**EXERCISE INSTRUCTIONS**
Please return the listing exactly, line for line.

★ ★ ★

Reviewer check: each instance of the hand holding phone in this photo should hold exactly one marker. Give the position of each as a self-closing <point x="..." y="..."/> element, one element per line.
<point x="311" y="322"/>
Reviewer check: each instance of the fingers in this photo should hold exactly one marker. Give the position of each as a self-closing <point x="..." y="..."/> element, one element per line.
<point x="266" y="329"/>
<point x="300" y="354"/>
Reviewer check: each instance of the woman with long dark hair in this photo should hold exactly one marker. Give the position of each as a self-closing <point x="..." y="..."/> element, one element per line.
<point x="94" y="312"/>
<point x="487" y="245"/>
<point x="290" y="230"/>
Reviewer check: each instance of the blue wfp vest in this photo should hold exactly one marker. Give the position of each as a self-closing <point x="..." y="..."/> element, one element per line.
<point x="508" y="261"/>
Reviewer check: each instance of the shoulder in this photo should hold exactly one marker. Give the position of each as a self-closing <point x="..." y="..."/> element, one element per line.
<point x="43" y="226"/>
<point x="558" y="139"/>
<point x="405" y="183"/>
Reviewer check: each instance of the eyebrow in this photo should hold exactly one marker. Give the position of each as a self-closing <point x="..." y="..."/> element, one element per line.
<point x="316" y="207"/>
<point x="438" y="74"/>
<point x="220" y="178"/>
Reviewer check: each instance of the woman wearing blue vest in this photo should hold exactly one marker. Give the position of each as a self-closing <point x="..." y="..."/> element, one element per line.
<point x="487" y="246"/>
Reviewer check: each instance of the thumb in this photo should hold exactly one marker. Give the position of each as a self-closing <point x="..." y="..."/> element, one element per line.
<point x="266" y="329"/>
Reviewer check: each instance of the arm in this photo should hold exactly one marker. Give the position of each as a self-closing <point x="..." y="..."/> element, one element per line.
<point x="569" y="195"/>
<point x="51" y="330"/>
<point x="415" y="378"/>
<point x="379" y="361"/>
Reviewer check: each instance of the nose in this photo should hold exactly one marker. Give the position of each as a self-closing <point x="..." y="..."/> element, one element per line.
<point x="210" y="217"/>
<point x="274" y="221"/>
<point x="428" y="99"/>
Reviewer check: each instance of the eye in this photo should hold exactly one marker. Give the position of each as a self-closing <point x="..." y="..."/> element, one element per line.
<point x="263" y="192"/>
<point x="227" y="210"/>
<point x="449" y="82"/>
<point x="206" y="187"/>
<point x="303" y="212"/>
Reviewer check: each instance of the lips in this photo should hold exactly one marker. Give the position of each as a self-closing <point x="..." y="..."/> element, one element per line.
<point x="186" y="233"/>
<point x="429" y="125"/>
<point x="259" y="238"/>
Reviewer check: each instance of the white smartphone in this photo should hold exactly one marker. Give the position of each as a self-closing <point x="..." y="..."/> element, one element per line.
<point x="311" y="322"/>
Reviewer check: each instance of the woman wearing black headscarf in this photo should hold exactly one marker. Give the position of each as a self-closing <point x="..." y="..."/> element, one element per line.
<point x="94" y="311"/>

★ ★ ★

**WRITTEN RESPONSE**
Reviewer check: each instance of the hand holding phone in this photo should hold exactly one marker. Give the position of each as a self-closing <point x="..." y="..."/> element, one element per line.
<point x="311" y="322"/>
Reviewer check: each instance of the fingers in this photo should hold exactly one marker. Give the position of each as a self-closing <point x="..." y="..."/> element, one element per line.
<point x="266" y="329"/>
<point x="300" y="354"/>
Reviewer check: each instance of the woman with long dark hair in this photo should hold exactly one marker. Give the position of each as a self-closing <point x="..." y="..."/> element, one element per line.
<point x="94" y="312"/>
<point x="487" y="245"/>
<point x="290" y="230"/>
Reviewer check: each instance of the blue wfp vest in this photo should hold exactly one marker. Give the position of each as a self-closing <point x="..." y="..."/> element, one element per line.
<point x="508" y="261"/>
Reviewer check: each instance of the shoulder in this photo should hold exactly one marker. Give the position of each as a self-closing <point x="..." y="..."/> element, one element per line.
<point x="43" y="226"/>
<point x="558" y="139"/>
<point x="405" y="183"/>
Reviewer check: each instance of the eyebrow in this photo should hold exactly one marker. Give the position of each as a self-closing <point x="..." y="..."/> element, one element per line.
<point x="316" y="207"/>
<point x="438" y="74"/>
<point x="220" y="178"/>
Reviewer check: each instance of the woman wearing blue vest in this photo should hold exactly one marker. Give the position of each as a self-closing <point x="..." y="..."/> element, one element per line.
<point x="487" y="246"/>
Reviewer check: each instance of the thumb in this photo should hold exactly one marker. Give the position of each as a self-closing <point x="..." y="..."/> element, one element per line.
<point x="266" y="329"/>
Reviewer check: each instance of the arm in this photo should hold exactly one marker. Give the position of each as a self-closing <point x="..." y="..."/> element, one element per line.
<point x="569" y="195"/>
<point x="51" y="330"/>
<point x="415" y="378"/>
<point x="379" y="361"/>
Reviewer check: each instance of the nose in this photo should hold exactly one marker. Give the position of each as a self-closing <point x="..." y="..."/> element, one element per line.
<point x="210" y="217"/>
<point x="274" y="221"/>
<point x="428" y="99"/>
Reviewer check: each instance of the eye in this photo should hold exactly one marker. Give the position of each as a self-closing <point x="..." y="..."/> element, one element per line.
<point x="263" y="192"/>
<point x="227" y="210"/>
<point x="449" y="82"/>
<point x="206" y="187"/>
<point x="303" y="212"/>
Reviewer check: each instance of the lips in this photo should hold exactly one marker. Give the position of each as a self-closing <point x="..." y="..."/> element, one element per line.
<point x="186" y="233"/>
<point x="429" y="125"/>
<point x="259" y="238"/>
Reviewer check: each instance of the white smartphone in this photo should hold exactly one marker. Give the position of each as a self-closing <point x="..." y="..."/> element, one element per line.
<point x="311" y="322"/>
Reviewer check: each instance of the woman wearing black headscarf in this photo should hold exactly one marker. Give the position of each as a self-closing <point x="..." y="..."/> element, one element per line.
<point x="94" y="311"/>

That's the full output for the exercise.